What you need to do>
Extend the Touch-Line Transformer code page past its final line, picking up right after the sentence about the pretrained directory.

Selected excerpt>

══════════

Awesome
Understanding Embodied Reference with Touch-Line Transformer
Code for ICLR 2023 paper Understanding Embodied Reference with Touch-Line Transformer.
Authors: Yang Li, Xiaoxue Chen, Hao Zhao, Jiangtao Gong, Guyue Zhou, Federico Rossano, Yixin Zhu
Project Structure
Project_NAME/
├── process_masks_and_images_for_MAT.ipynb/
├── main_ref.py/
├── pretrained/
│ ├── 20_query_model.pth/
│ ├── best_etf.pth/
│ ├── best_arm.pth/
│ ├── best_np.pth/
│ └── best_ip.pth/
├── predictions/
│ ├── arm.csv/
│ ├── eye-to-fingertip.csv/
│ ├── inpaint.csv/
│ └── no_pose.csv/
└── yourefit
├── images/
├── pickle/
├── paf/
├── saliency/
├── inpaint_Place_using_expanded_masks/
├── eye_to_fingertip/
│ ├── eye_to_fingertip_annotations_train.csv/
│ ├── eye_to_fingertip_annotations_valid.csv/
│ ├── train_names.txt/
│ └── valid_names.txt.txt/
└── arm/
pretrained: a directory contains checkpoints.

══════════

Records shown>
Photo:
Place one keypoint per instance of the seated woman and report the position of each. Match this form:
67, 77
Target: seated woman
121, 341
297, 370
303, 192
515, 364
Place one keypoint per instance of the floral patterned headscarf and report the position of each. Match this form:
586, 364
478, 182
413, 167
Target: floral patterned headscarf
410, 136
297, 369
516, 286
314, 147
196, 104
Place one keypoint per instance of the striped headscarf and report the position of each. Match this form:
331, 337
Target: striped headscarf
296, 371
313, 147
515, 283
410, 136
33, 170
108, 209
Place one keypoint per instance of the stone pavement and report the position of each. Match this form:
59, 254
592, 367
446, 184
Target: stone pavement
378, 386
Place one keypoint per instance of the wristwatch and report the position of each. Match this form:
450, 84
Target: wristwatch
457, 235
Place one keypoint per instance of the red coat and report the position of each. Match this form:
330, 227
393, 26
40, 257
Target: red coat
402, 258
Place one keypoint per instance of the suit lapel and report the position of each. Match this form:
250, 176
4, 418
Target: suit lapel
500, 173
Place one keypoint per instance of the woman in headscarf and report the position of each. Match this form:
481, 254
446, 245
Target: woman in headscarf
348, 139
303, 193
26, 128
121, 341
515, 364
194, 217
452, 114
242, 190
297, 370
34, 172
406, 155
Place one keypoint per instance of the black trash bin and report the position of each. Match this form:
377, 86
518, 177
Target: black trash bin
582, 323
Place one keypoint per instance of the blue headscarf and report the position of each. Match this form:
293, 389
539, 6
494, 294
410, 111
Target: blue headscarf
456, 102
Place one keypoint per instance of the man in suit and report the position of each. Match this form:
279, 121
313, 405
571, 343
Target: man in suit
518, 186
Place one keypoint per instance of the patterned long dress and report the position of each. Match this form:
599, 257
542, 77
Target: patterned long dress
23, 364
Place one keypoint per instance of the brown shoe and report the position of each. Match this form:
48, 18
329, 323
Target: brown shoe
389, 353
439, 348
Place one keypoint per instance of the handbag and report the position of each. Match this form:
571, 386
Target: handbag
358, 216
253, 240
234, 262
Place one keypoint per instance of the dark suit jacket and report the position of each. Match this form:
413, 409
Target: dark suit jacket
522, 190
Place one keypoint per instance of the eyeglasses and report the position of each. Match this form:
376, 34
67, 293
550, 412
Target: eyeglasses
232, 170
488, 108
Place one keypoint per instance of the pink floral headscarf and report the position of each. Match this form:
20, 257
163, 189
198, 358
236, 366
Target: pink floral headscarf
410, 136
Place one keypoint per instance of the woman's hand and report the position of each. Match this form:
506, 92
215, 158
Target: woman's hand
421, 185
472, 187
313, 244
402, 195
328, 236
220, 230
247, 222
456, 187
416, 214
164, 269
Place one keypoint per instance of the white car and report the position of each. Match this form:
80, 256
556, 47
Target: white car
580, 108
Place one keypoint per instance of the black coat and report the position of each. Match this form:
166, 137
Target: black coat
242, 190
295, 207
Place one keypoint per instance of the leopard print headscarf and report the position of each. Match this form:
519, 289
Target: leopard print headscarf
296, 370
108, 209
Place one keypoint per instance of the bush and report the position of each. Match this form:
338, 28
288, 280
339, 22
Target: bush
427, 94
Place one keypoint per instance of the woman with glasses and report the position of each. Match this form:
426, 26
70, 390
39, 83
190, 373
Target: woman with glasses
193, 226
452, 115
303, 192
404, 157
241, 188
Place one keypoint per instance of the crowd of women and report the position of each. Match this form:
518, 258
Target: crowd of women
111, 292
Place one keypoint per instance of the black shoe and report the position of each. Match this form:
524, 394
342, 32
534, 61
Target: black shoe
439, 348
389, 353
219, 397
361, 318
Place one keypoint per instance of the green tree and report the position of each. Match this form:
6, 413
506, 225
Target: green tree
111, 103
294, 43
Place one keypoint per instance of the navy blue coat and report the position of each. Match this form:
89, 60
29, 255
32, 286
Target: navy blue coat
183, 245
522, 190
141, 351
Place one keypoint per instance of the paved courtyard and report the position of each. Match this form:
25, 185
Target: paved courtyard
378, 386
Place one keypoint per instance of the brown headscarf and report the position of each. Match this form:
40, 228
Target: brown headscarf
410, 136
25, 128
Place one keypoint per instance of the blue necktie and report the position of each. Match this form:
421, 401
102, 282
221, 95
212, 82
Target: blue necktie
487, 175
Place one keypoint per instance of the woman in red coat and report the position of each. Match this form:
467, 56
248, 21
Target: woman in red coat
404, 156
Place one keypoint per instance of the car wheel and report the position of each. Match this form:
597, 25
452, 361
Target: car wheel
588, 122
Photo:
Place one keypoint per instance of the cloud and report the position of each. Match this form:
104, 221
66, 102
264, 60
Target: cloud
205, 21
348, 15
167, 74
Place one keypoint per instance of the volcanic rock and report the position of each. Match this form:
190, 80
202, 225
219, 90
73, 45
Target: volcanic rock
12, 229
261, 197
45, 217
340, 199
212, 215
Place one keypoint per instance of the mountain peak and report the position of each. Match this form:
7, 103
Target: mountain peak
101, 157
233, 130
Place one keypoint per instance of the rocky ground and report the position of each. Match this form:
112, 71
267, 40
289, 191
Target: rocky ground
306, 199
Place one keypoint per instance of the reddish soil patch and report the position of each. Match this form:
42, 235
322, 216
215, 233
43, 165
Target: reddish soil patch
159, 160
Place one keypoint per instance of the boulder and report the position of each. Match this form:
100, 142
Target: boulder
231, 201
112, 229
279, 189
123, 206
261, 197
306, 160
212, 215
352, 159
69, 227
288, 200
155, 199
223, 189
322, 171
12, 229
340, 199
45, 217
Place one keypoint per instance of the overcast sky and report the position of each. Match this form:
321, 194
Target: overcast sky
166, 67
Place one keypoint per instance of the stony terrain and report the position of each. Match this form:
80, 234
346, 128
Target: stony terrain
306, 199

══════════

Result>
pretrained/20_query_model.pth: we sliced (from 100 queries to 20 queries) the checkpoint of the checkpoint provided by the authors of MDETR
yourefit: a directory that contains the downloaded YouRefIt dataset. This directory will also contain inpainitings produced by readers. (Refer to the "inpainting" section for how to produce inpaintings).
yourefit/eye_to_fingertip: a directory containing annotations for eyes and fingertips
yourefit/arm: annotations for arms.
File that Pertains to the Scientific Claims the Most
models/mdetr.py
Environment and Data
1. install dependencies
conda create --name nvvc python=3.8
conda activate nvvc
pip install -r requirements.txt
conda install pytorch torchvision torchaudio cudatoolkit=11.3 -c pytorch
2. download data
- Download YouRefIt images and annotations as yourefit.zip
- unzip yourefit.zip outside of this project and get a folder named "yourefit"
- move or copy "images", "pickle", "paf", and "saliency" in the "yourefit" outside of this project into the existing "yourefit" folder inside this project
3. download checkpoints (pre-trained models)
Use hyperlinks in checkpoint column of the table below, and put them into the directory named "pretrained", which is under project root (refer to the "project structure" section above)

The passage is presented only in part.